Convert the records below into a Markdown table with two columns, Row and Line. Give each nonblank line its own numbered row.

- _Provided records_:
**********
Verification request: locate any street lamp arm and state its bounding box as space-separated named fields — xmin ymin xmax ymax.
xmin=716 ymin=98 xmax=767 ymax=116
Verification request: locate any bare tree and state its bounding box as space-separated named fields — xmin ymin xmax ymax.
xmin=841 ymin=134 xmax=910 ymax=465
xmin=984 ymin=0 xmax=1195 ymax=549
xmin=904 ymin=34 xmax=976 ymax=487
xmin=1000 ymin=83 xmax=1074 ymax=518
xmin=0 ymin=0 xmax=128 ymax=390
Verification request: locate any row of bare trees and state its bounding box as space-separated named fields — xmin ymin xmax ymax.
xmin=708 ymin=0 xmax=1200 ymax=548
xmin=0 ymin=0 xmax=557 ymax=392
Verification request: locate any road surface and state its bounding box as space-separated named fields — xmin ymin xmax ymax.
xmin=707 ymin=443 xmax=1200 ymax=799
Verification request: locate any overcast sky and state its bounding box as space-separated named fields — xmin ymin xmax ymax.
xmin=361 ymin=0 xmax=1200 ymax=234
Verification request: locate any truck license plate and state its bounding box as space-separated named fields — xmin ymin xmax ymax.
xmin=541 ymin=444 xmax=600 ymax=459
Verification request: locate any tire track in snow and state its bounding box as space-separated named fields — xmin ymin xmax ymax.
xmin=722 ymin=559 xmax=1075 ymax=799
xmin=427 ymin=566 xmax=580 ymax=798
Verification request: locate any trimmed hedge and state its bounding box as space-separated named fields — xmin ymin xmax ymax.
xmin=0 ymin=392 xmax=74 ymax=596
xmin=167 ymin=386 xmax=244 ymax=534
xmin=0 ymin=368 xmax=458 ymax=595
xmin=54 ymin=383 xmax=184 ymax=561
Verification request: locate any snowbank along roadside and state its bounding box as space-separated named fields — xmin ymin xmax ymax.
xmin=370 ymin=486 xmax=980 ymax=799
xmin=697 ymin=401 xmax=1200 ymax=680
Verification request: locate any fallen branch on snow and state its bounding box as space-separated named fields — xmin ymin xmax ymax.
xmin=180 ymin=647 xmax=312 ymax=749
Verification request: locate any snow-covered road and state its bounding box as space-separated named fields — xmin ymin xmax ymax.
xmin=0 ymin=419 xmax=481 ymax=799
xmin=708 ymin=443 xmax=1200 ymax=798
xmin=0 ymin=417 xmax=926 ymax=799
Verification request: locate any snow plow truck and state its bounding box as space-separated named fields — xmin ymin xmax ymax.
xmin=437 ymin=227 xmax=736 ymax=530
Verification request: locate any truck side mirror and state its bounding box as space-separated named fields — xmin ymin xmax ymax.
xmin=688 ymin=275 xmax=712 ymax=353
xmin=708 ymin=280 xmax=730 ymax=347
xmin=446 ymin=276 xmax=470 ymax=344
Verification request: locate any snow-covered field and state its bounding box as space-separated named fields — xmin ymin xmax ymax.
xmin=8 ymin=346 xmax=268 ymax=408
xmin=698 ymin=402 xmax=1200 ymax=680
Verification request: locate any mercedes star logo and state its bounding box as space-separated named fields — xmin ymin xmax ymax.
**********
- _Answer to this problem_:
| Row | Line |
|---|---|
| 1 | Verification request: locate any street lamp arm and state its bounding box as space-separated named fields — xmin ymin xmax ymax. |
| 2 | xmin=716 ymin=98 xmax=767 ymax=116 |
| 3 | Verification request: locate any bare tree and state its bounding box as space-separated named fields — xmin ymin xmax ymax. |
| 4 | xmin=841 ymin=134 xmax=910 ymax=465 |
| 5 | xmin=984 ymin=0 xmax=1195 ymax=549 |
| 6 | xmin=904 ymin=34 xmax=976 ymax=487 |
| 7 | xmin=1000 ymin=83 xmax=1074 ymax=518 |
| 8 | xmin=0 ymin=0 xmax=128 ymax=390 |
| 9 | Verification request: locate any row of bare trees and state its bounding box as space-separated named fields — xmin ymin xmax ymax. |
| 10 | xmin=708 ymin=0 xmax=1200 ymax=548 |
| 11 | xmin=0 ymin=0 xmax=557 ymax=392 |
| 12 | Verification request: locate any road surface and state its bounding box as space-separated named fields — xmin ymin xmax ymax. |
| 13 | xmin=707 ymin=443 xmax=1200 ymax=799 |
| 14 | Verification request: locate any overcast sky and state its bounding box as space-separated named fields — xmin ymin xmax ymax. |
| 15 | xmin=361 ymin=0 xmax=1200 ymax=234 |
| 16 | Verification request: locate any truck license plate and state its bounding box as space-separated named fields — xmin ymin xmax ymax. |
| 17 | xmin=541 ymin=444 xmax=600 ymax=459 |
| 18 | Verification request: locate any tire track in snow and state its bounding box as space-separated named fields — xmin ymin xmax ymax. |
| 19 | xmin=722 ymin=559 xmax=1075 ymax=799 |
| 20 | xmin=427 ymin=566 xmax=580 ymax=798 |
| 21 | Verification request: locate any trimmed hedge and state its bounding box as space-separated named fields — xmin ymin xmax ymax. |
| 22 | xmin=0 ymin=392 xmax=74 ymax=596 |
| 23 | xmin=167 ymin=386 xmax=244 ymax=534 |
| 24 | xmin=0 ymin=368 xmax=458 ymax=595 |
| 25 | xmin=54 ymin=383 xmax=184 ymax=561 |
| 26 | Verification request: locate any snowbank along roadside and state its bounding box as space-separated named fields — xmin ymin xmax ymax. |
| 27 | xmin=370 ymin=486 xmax=980 ymax=799 |
| 28 | xmin=697 ymin=401 xmax=1200 ymax=680 |
| 29 | Verification request: locate any fallen branch on snow and state its bounding box as space-separated named fields — xmin ymin xmax ymax. |
| 30 | xmin=180 ymin=647 xmax=312 ymax=749 |
| 31 | Verification request: locate any snow-covered road and state its bounding box as space-separated named fields — xmin ymin xmax ymax. |
| 32 | xmin=0 ymin=419 xmax=481 ymax=799 |
| 33 | xmin=708 ymin=443 xmax=1200 ymax=798 |
| 34 | xmin=0 ymin=417 xmax=926 ymax=799 |
| 35 | Verification request: locate any snow plow truck and state its bounding box as space-separated named fields — xmin ymin xmax ymax. |
| 36 | xmin=437 ymin=227 xmax=736 ymax=530 |
| 37 | Verification request: locate any truck side mirror and state its bounding box as space-separated named fields — xmin ymin xmax ymax. |
| 38 | xmin=688 ymin=275 xmax=712 ymax=353 |
| 39 | xmin=708 ymin=280 xmax=730 ymax=347 |
| 40 | xmin=446 ymin=276 xmax=470 ymax=344 |
| 41 | Verification request: locate any snow-covered field and state its bounding box as space-separated named fields — xmin ymin xmax ymax. |
| 42 | xmin=8 ymin=346 xmax=268 ymax=408 |
| 43 | xmin=698 ymin=402 xmax=1200 ymax=680 |
| 44 | Verification request: locate any mercedes star logo and state its bounding box as space-separated named fields — xmin ymin xmax ymax. |